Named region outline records
/---
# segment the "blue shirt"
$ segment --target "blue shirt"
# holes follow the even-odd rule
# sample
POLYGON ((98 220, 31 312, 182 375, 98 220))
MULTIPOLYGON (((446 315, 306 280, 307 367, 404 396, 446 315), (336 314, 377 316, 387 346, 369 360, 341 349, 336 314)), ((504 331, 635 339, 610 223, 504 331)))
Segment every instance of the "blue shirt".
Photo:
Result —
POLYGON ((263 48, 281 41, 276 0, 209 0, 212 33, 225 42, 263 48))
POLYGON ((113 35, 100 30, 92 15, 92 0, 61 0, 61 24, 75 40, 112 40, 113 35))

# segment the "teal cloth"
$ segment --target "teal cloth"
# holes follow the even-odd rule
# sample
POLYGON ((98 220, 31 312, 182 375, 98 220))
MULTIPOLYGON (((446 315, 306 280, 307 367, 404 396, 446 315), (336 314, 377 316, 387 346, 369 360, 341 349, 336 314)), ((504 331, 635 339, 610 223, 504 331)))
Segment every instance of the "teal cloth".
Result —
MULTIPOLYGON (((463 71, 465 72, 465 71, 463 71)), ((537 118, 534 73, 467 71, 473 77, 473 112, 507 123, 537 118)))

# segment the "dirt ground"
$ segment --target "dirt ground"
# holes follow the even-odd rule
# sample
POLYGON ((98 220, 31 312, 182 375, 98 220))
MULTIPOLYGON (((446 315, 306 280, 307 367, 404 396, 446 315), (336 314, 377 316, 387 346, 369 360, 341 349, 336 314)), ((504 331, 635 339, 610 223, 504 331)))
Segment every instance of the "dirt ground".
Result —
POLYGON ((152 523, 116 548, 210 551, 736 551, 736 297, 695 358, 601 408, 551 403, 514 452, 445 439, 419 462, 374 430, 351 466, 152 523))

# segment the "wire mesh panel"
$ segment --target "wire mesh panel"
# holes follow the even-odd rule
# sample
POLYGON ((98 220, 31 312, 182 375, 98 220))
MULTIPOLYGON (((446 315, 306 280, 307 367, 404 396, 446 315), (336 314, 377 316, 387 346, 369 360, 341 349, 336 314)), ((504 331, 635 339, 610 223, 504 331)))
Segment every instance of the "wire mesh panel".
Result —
\---
What needs to be done
Take the entries and copy them out exactly.

Written solution
# segment the "blue shirt"
$ segment --target "blue shirt"
# holes follow the even-odd rule
# sample
POLYGON ((98 220, 31 312, 182 375, 98 220))
MULTIPOLYGON (((446 315, 306 280, 307 367, 404 396, 446 315), (336 314, 377 316, 387 346, 369 360, 341 349, 336 314)), ((504 331, 635 339, 610 223, 504 331)))
Segment every instance of the "blue shirt".
Photo:
Result —
POLYGON ((263 48, 281 41, 276 0, 209 0, 212 33, 225 42, 263 48))
POLYGON ((113 35, 100 30, 92 15, 92 0, 61 0, 61 24, 75 40, 112 40, 113 35))

# segment the "teal cloth"
$ segment --target "teal cloth"
# holes follow the even-odd rule
# sample
POLYGON ((98 220, 31 312, 182 375, 98 220))
MULTIPOLYGON (((446 315, 306 280, 307 367, 404 396, 446 315), (336 314, 377 316, 387 346, 369 360, 341 349, 336 314)), ((504 331, 635 339, 610 223, 504 331)))
Segment every instance of the "teal cloth".
Result —
MULTIPOLYGON (((463 71, 465 72, 465 71, 463 71)), ((537 118, 534 73, 467 71, 473 77, 473 112, 507 123, 537 118)))

# segment the "dirt ground"
$ segment --target "dirt ground"
# holes follow the even-odd rule
# sample
POLYGON ((98 220, 31 312, 182 375, 98 220))
MULTIPOLYGON (((446 315, 306 280, 307 367, 404 396, 446 315), (336 314, 377 316, 387 346, 369 360, 341 349, 336 314)), ((504 331, 635 339, 610 223, 504 331)))
Segment every instance of the "dirt ground".
Result —
POLYGON ((152 523, 116 548, 210 551, 736 551, 736 297, 695 358, 601 408, 551 403, 514 452, 445 439, 419 462, 374 430, 351 466, 152 523))

# segment the "wire mesh panel"
$ segment --target "wire mesh panel"
# holes follow the even-odd rule
# sample
POLYGON ((98 220, 31 312, 182 375, 98 220))
MULTIPOLYGON (((446 315, 306 280, 307 367, 404 396, 446 315), (336 314, 377 316, 387 346, 369 360, 341 349, 336 314)), ((504 331, 635 339, 610 223, 504 331)))
Segment every instance of the "wire mesh panel".
Result —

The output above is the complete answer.